─── Given information

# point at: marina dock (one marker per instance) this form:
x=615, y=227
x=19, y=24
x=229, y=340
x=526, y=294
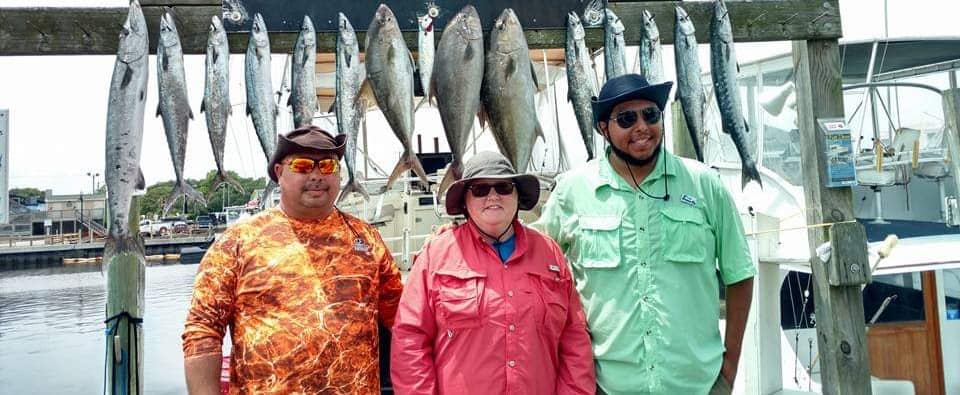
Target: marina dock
x=20, y=257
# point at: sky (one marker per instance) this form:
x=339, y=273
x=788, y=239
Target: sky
x=58, y=103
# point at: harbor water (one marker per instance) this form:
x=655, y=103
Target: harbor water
x=52, y=330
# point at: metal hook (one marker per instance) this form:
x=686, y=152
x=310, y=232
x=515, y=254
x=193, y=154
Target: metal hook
x=784, y=22
x=86, y=34
x=42, y=33
x=825, y=13
x=757, y=19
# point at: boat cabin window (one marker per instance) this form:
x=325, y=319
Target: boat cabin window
x=951, y=292
x=905, y=292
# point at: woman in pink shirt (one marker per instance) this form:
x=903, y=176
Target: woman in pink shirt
x=489, y=306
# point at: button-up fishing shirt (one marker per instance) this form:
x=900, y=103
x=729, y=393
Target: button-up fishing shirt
x=471, y=324
x=647, y=270
x=301, y=298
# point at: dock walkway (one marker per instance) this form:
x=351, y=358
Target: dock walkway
x=19, y=257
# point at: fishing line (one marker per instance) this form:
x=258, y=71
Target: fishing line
x=233, y=129
x=133, y=324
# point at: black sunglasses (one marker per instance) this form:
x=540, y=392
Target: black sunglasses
x=481, y=190
x=627, y=118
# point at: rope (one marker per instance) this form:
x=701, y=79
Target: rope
x=820, y=225
x=132, y=323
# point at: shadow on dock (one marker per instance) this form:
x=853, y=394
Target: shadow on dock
x=19, y=257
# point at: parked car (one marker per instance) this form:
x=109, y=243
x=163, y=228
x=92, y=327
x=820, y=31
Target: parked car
x=204, y=222
x=162, y=227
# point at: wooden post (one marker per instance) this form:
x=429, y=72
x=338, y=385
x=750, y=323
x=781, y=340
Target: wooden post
x=841, y=330
x=125, y=306
x=682, y=145
x=951, y=111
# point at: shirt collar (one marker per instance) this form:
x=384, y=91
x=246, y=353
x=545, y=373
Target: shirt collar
x=606, y=176
x=519, y=234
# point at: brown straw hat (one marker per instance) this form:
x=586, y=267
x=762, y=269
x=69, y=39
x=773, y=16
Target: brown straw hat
x=488, y=164
x=306, y=140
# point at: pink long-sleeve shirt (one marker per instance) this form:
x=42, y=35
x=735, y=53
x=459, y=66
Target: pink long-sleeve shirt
x=470, y=324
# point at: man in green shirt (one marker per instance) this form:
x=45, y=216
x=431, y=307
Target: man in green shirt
x=646, y=233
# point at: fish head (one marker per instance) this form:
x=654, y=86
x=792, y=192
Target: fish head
x=593, y=13
x=345, y=32
x=385, y=18
x=307, y=32
x=258, y=32
x=216, y=35
x=467, y=23
x=133, y=35
x=507, y=34
x=613, y=22
x=574, y=26
x=426, y=23
x=168, y=30
x=720, y=23
x=384, y=26
x=650, y=26
x=683, y=24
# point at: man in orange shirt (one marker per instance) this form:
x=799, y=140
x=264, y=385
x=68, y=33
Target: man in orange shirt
x=301, y=287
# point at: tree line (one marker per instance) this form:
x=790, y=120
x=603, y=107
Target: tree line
x=151, y=204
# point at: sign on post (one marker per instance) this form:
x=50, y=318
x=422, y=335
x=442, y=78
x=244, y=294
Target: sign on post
x=841, y=169
x=4, y=168
x=280, y=16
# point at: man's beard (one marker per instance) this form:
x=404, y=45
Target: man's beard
x=624, y=156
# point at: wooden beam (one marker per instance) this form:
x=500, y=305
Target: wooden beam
x=951, y=112
x=782, y=20
x=173, y=3
x=682, y=143
x=93, y=31
x=841, y=331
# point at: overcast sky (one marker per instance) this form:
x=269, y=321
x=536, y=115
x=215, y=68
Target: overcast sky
x=58, y=103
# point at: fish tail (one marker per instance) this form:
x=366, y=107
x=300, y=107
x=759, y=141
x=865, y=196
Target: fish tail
x=749, y=172
x=267, y=192
x=115, y=245
x=222, y=178
x=353, y=186
x=695, y=141
x=454, y=173
x=188, y=192
x=408, y=162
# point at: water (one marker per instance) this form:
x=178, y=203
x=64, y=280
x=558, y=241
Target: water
x=52, y=330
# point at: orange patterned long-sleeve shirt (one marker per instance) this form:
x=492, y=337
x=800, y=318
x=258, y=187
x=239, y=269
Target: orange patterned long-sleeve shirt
x=301, y=299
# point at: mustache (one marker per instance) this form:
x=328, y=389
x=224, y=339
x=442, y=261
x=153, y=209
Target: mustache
x=316, y=186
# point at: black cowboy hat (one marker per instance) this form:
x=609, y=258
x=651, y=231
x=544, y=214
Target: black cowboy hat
x=628, y=87
x=489, y=164
x=306, y=140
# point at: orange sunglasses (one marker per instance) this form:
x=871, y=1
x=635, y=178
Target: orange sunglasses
x=306, y=165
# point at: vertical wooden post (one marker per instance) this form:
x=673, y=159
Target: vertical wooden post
x=682, y=145
x=951, y=111
x=841, y=330
x=125, y=306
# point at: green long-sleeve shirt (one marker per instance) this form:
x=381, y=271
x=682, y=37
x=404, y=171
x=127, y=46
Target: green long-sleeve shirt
x=646, y=270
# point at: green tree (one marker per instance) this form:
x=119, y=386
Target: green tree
x=26, y=193
x=152, y=203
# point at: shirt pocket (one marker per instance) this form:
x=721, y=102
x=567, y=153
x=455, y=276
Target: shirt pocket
x=553, y=293
x=458, y=298
x=598, y=242
x=688, y=238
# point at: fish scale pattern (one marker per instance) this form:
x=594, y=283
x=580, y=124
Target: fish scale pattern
x=301, y=302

──────

Please turn every line of the records above into a Markdown table with the columns "Row" and "Line," numbering each row and skipping blank lines. Leave the picture lines out of the table.

§ **Exercise answer**:
| Row | Line |
|---|---|
| 1 | # point at: marina dock (one marker per instance) this form: |
| 2 | x=615, y=227 |
| 3 | x=19, y=24 |
| 4 | x=229, y=340 |
| 5 | x=526, y=294 |
| 6 | Target: marina dock |
| 7 | x=20, y=257 |
| 8 | # point at: sky (one marker per instance) this form: |
| 9 | x=339, y=273 |
| 10 | x=788, y=239 |
| 11 | Target: sky |
| 12 | x=58, y=103 |
| 13 | # point at: harbor water (one marker per instance) this form: |
| 14 | x=655, y=103 |
| 15 | Target: harbor water |
| 16 | x=52, y=330 |
| 17 | # point at: metal hook (one marker per instance) this form: |
| 18 | x=686, y=152 |
| 19 | x=310, y=232 |
| 20 | x=515, y=254 |
| 21 | x=193, y=154 |
| 22 | Target: metal hook |
| 23 | x=784, y=22 |
| 24 | x=86, y=34 |
| 25 | x=42, y=33 |
| 26 | x=825, y=13 |
| 27 | x=757, y=19 |
| 28 | # point at: boat cabin window (one marker per instance) this form: |
| 29 | x=325, y=319 |
| 30 | Target: boat cabin window |
| 31 | x=951, y=292 |
| 32 | x=905, y=292 |
| 33 | # point at: woman in pink shirt (one marker per instance) this form: |
| 34 | x=903, y=176 |
| 35 | Target: woman in pink shirt |
| 36 | x=489, y=306 |
| 37 | # point at: button-up fishing shirt (one marker per instance) this form: |
| 38 | x=900, y=103 |
| 39 | x=729, y=393 |
| 40 | Target: button-up fishing shirt |
| 41 | x=471, y=324 |
| 42 | x=647, y=270 |
| 43 | x=301, y=298 |
| 44 | # point at: dock walkway (one marker per instance) this form: |
| 45 | x=351, y=358 |
| 46 | Target: dock walkway |
| 47 | x=19, y=257 |
| 48 | # point at: fishing line (one marker per instance) this form: |
| 49 | x=258, y=71 |
| 50 | Target: fishing line |
| 51 | x=233, y=129 |
| 52 | x=133, y=324 |
| 53 | # point at: black sunglasses (one marker per instance) this form: |
| 54 | x=540, y=392 |
| 55 | Target: black sunglasses |
| 56 | x=481, y=190 |
| 57 | x=627, y=118 |
| 58 | # point at: rope (one marker per instance) this form: |
| 59 | x=701, y=79 |
| 60 | Target: rope |
| 61 | x=820, y=225 |
| 62 | x=132, y=323 |
| 63 | # point at: shadow on dock (one marker per instance) this form: |
| 64 | x=853, y=394 |
| 65 | Target: shadow on dock |
| 66 | x=19, y=257 |
| 67 | # point at: parked car (one marker per instance) this form: |
| 68 | x=109, y=243 |
| 69 | x=163, y=228 |
| 70 | x=92, y=327 |
| 71 | x=820, y=31 |
| 72 | Target: parked car |
| 73 | x=204, y=222 |
| 74 | x=162, y=227 |
| 75 | # point at: wooden post (one marker per instance) this form: |
| 76 | x=429, y=72 |
| 77 | x=338, y=385 |
| 78 | x=750, y=323 |
| 79 | x=781, y=340 |
| 80 | Target: wooden post |
| 81 | x=841, y=330 |
| 82 | x=125, y=306 |
| 83 | x=682, y=145 |
| 84 | x=951, y=111 |
| 85 | # point at: shirt collar (one marker per instance) this form: |
| 86 | x=384, y=91 |
| 87 | x=246, y=353 |
| 88 | x=545, y=373 |
| 89 | Target: shirt collar |
| 90 | x=606, y=176 |
| 91 | x=519, y=234 |
| 92 | # point at: brown straw hat (one marker per instance) this form: |
| 93 | x=586, y=267 |
| 94 | x=762, y=269 |
| 95 | x=69, y=39 |
| 96 | x=773, y=16 |
| 97 | Target: brown straw hat |
| 98 | x=488, y=164 |
| 99 | x=306, y=140 |
| 100 | # point at: pink long-sleeve shirt (one marker per instance) this form: |
| 101 | x=42, y=35 |
| 102 | x=735, y=53 |
| 103 | x=459, y=66 |
| 104 | Target: pink long-sleeve shirt |
| 105 | x=470, y=324 |
| 106 | # point at: man in green shirt (one marker per instance) this form: |
| 107 | x=45, y=216 |
| 108 | x=431, y=307 |
| 109 | Target: man in green shirt |
| 110 | x=646, y=233 |
| 111 | # point at: fish head (one marker per instance) this form: |
| 112 | x=654, y=86 |
| 113 | x=792, y=192 |
| 114 | Target: fish head |
| 115 | x=593, y=13 |
| 116 | x=345, y=32 |
| 117 | x=385, y=18 |
| 118 | x=307, y=32 |
| 119 | x=258, y=32 |
| 120 | x=216, y=35 |
| 121 | x=467, y=23 |
| 122 | x=133, y=35 |
| 123 | x=507, y=34 |
| 124 | x=613, y=22 |
| 125 | x=574, y=26 |
| 126 | x=426, y=23 |
| 127 | x=168, y=30 |
| 128 | x=720, y=23 |
| 129 | x=384, y=26 |
| 130 | x=650, y=26 |
| 131 | x=683, y=24 |
| 132 | # point at: man in orange shirt (one marker per instance) this form: |
| 133 | x=799, y=140 |
| 134 | x=264, y=385 |
| 135 | x=68, y=33 |
| 136 | Target: man in orange shirt |
| 137 | x=301, y=287 |
| 138 | # point at: tree line (one marker per instance) this form: |
| 139 | x=790, y=120 |
| 140 | x=603, y=107 |
| 141 | Target: tree line |
| 142 | x=151, y=204 |
| 143 | # point at: sign on post (one marker per instance) this form: |
| 144 | x=50, y=318 |
| 145 | x=422, y=335 |
| 146 | x=442, y=78 |
| 147 | x=244, y=294 |
| 148 | Target: sign on post |
| 149 | x=841, y=169 |
| 150 | x=4, y=168 |
| 151 | x=280, y=16 |
| 152 | # point at: man's beard (one marker per instance) this form: |
| 153 | x=404, y=45 |
| 154 | Target: man's beard |
| 155 | x=624, y=156 |
| 156 | # point at: wooden beam (one marker per instance) this form: |
| 157 | x=500, y=305 |
| 158 | Target: wooden beam |
| 159 | x=951, y=112 |
| 160 | x=782, y=20 |
| 161 | x=173, y=3 |
| 162 | x=682, y=143 |
| 163 | x=93, y=31 |
| 164 | x=841, y=331 |
| 165 | # point at: overcast sky (one marker per instance) this form: |
| 166 | x=269, y=321 |
| 167 | x=536, y=115 |
| 168 | x=215, y=68 |
| 169 | Target: overcast sky |
| 170 | x=58, y=103 |
| 171 | # point at: fish tail (one marker per instance) this form: |
| 172 | x=366, y=107 |
| 173 | x=300, y=107 |
| 174 | x=759, y=141 |
| 175 | x=865, y=196 |
| 176 | Target: fish tail |
| 177 | x=749, y=172 |
| 178 | x=267, y=192 |
| 179 | x=115, y=245 |
| 180 | x=222, y=178 |
| 181 | x=353, y=186 |
| 182 | x=695, y=141 |
| 183 | x=454, y=173 |
| 184 | x=188, y=192 |
| 185 | x=408, y=162 |
| 186 | # point at: water (one marker per instance) this form: |
| 187 | x=178, y=203 |
| 188 | x=64, y=280 |
| 189 | x=558, y=241 |
| 190 | Target: water |
| 191 | x=52, y=330 |
| 192 | # point at: orange patterned long-sleeve shirt (one marker per instance) this form: |
| 193 | x=492, y=337 |
| 194 | x=800, y=318 |
| 195 | x=258, y=187 |
| 196 | x=239, y=269 |
| 197 | Target: orange patterned long-sleeve shirt |
| 198 | x=301, y=299 |
| 199 | # point at: mustache (one marker per instance) this form: |
| 200 | x=328, y=389 |
| 201 | x=224, y=339 |
| 202 | x=442, y=261 |
| 203 | x=153, y=209 |
| 204 | Target: mustache |
| 205 | x=316, y=186 |
| 206 | # point at: black cowboy hat (one marker per instance) this form: |
| 207 | x=609, y=258 |
| 208 | x=651, y=231 |
| 209 | x=544, y=214 |
| 210 | Target: black cowboy hat |
| 211 | x=628, y=87 |
| 212 | x=489, y=164 |
| 213 | x=306, y=140 |
| 214 | # point at: orange sunglasses (one marker per instance) this form: |
| 215 | x=871, y=1 |
| 216 | x=635, y=178 |
| 217 | Target: orange sunglasses |
| 218 | x=306, y=165 |
| 219 | # point at: vertical wooden post (one marker per instance) this form: |
| 220 | x=673, y=159 |
| 221 | Target: vertical wooden post |
| 222 | x=682, y=145 |
| 223 | x=951, y=111 |
| 224 | x=841, y=330 |
| 225 | x=125, y=306 |
| 226 | # point at: green long-sleeve shirt (one marker per instance) this form: |
| 227 | x=381, y=271 |
| 228 | x=682, y=37 |
| 229 | x=404, y=171 |
| 230 | x=127, y=46 |
| 231 | Target: green long-sleeve shirt |
| 232 | x=646, y=270 |
| 233 | # point at: green tree (one marker per instance) this form: |
| 234 | x=119, y=386 |
| 235 | Target: green tree |
| 236 | x=26, y=193 |
| 237 | x=152, y=203 |
| 238 | # point at: shirt pocket (one marker per instance) this form: |
| 239 | x=721, y=102 |
| 240 | x=567, y=153 |
| 241 | x=455, y=276 |
| 242 | Target: shirt pocket |
| 243 | x=553, y=293 |
| 244 | x=458, y=298 |
| 245 | x=598, y=242 |
| 246 | x=688, y=238 |
| 247 | # point at: fish scale pattern (one marker per instance) this form: |
| 248 | x=594, y=283 |
| 249 | x=580, y=124 |
| 250 | Target: fish scale pattern |
| 251 | x=301, y=302 |